• _Data excerpts_:
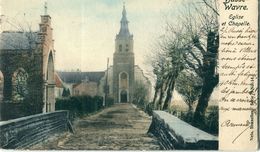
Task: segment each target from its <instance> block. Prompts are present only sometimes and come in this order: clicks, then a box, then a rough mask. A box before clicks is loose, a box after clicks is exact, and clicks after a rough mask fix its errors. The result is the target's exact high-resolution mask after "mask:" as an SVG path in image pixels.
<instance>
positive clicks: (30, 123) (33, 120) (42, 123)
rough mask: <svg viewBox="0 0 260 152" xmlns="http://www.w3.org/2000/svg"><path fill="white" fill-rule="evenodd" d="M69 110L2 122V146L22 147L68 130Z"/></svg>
mask: <svg viewBox="0 0 260 152" xmlns="http://www.w3.org/2000/svg"><path fill="white" fill-rule="evenodd" d="M68 122H69V120H68V111H65V110H63V111H56V112H50V113H43V114H37V115H32V116H27V117H22V118H18V119H13V120H9V121H3V122H0V147H1V148H4V149H20V148H26V147H29V146H32V145H34V144H36V143H38V142H40V141H43V140H45V139H47V138H48V137H49V136H50V135H53V134H55V133H59V132H63V131H67V130H68Z"/></svg>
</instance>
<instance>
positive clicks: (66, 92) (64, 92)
mask: <svg viewBox="0 0 260 152" xmlns="http://www.w3.org/2000/svg"><path fill="white" fill-rule="evenodd" d="M69 96H70V89H67V88H64V89H63V92H62V97H69Z"/></svg>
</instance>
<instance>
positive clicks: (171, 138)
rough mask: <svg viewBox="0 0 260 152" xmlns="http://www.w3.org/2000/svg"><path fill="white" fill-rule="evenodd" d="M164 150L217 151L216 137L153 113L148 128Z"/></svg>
mask: <svg viewBox="0 0 260 152" xmlns="http://www.w3.org/2000/svg"><path fill="white" fill-rule="evenodd" d="M148 132H150V133H152V134H154V135H155V136H156V137H157V138H158V139H159V141H160V143H161V146H162V147H163V148H164V149H166V150H172V149H185V150H217V149H218V137H216V136H213V135H211V134H208V133H206V132H204V131H202V130H200V129H198V128H196V127H193V126H191V125H190V124H188V123H186V122H184V121H182V120H180V119H178V118H177V117H175V116H173V115H171V114H169V113H167V112H164V111H154V112H153V120H152V124H151V126H150V128H149V131H148Z"/></svg>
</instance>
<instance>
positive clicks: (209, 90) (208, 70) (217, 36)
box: [193, 31, 219, 127]
mask: <svg viewBox="0 0 260 152" xmlns="http://www.w3.org/2000/svg"><path fill="white" fill-rule="evenodd" d="M218 47H219V37H218V35H217V33H215V32H211V31H209V32H208V36H207V52H206V53H205V54H204V55H203V67H202V77H203V86H202V93H201V96H200V98H199V101H198V105H197V107H196V111H195V114H194V117H193V122H194V125H196V126H201V127H203V126H204V125H205V120H204V119H205V111H206V109H207V107H208V102H209V99H210V96H211V94H212V92H213V90H214V88H215V87H216V85H217V84H218V75H216V73H215V68H216V60H217V54H218Z"/></svg>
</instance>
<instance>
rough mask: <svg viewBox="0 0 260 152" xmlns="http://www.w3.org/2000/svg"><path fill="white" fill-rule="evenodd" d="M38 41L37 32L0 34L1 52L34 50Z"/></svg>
mask: <svg viewBox="0 0 260 152" xmlns="http://www.w3.org/2000/svg"><path fill="white" fill-rule="evenodd" d="M37 41H38V35H37V32H19V31H4V32H2V33H1V34H0V49H1V50H28V49H35V48H36V43H37Z"/></svg>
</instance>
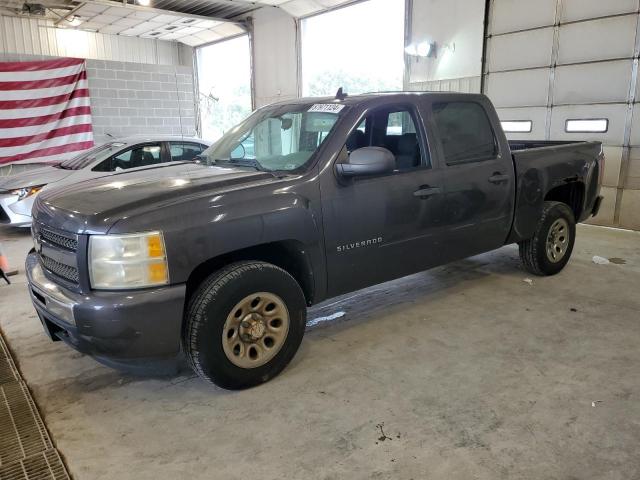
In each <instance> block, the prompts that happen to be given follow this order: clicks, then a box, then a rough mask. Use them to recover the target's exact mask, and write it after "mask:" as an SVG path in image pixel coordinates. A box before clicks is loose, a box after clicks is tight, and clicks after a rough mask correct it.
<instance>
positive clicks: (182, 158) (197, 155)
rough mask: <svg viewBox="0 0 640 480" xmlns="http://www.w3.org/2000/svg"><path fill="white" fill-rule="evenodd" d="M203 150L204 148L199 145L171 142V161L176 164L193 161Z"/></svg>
mask: <svg viewBox="0 0 640 480" xmlns="http://www.w3.org/2000/svg"><path fill="white" fill-rule="evenodd" d="M202 149H203V146H202V145H200V144H199V143H182V142H171V143H170V144H169V151H170V153H171V160H172V161H174V162H180V161H182V162H185V161H187V162H188V161H190V160H193V159H194V158H196V157H197V156H198V155H200V154H201V153H202Z"/></svg>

• _Task brief_: Collect every line of the rows above that contains the word "each", treating uppercase and lowercase letters as distinct.

• _Answer area_:
Task: segment each target from its <instance> block. Prompts are present only sometimes and come in this order: clicks, then a box, then a rough mask. A box before clicks is loose, a box after clicks is exact, and clicks after a rough mask fix its errors. The result is the target's exact high-resolution mask after "mask:" as an SVG path in image pixels.
In each <instance> block, the prompts that happen to be given follow this order: clicks, then a box, then a rough mask. Use them to recover the target's exact mask, and write it after "mask:" as an SVG path in image pixel coordinates. A box before clicks is loose, a box after clicks is tight, and clicks after a rough mask correct it.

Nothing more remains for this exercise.